— Job —
Copy the records below word for word, leaving out the pictures.

A block of data
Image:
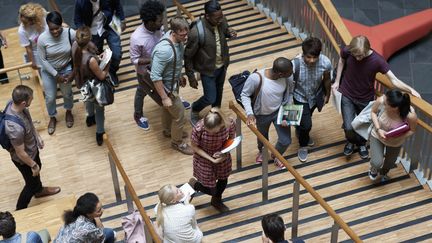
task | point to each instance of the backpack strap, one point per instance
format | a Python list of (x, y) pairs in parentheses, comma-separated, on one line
[(201, 32), (258, 89)]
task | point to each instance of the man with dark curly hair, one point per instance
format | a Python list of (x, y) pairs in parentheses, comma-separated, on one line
[(9, 234)]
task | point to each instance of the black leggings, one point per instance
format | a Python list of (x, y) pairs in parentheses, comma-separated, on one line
[(213, 191)]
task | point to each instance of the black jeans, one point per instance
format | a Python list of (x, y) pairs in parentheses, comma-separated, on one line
[(305, 124), (213, 191), (32, 185)]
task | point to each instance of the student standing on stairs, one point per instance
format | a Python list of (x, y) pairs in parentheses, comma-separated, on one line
[(275, 88), (312, 89), (26, 143), (396, 110), (357, 86), (97, 15), (207, 52), (210, 166)]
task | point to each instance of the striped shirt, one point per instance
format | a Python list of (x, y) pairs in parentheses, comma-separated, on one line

— Result —
Image:
task | point to each instance of the backpack strap, one point per instance
format | a Python list of (x, y) pairs in parentheses, comma-separated, on one line
[(201, 32), (258, 89)]
task | point to each instance of the man with dark curly hair, one point per instance
format | a Python list of (x, y) pairs in parentheses, comma-separated, on one line
[(9, 234)]
task | point to each instance of the black leggings, one point per instance
format | a Python list of (x, y) pairs in parentheses, comma-separated, on one line
[(213, 191)]
task | point to each instance of the black jeans, one point per instance
format | a Python list of (x, y) pairs in parentheses, comma-separated, on one line
[(305, 124), (213, 191), (32, 185)]
task | point to each instance of the student standing on stairs, one point per instance
format | a Python list of (x, y) pairs in parentheses, comma-separated, on one line
[(275, 88), (312, 89), (26, 143), (396, 110), (357, 86), (97, 15), (207, 52), (210, 166)]
task | point to each instance of the striped shirt, one point per instance
format | a Python list of (x, y) pairs in parentheses, comma-separated, on one line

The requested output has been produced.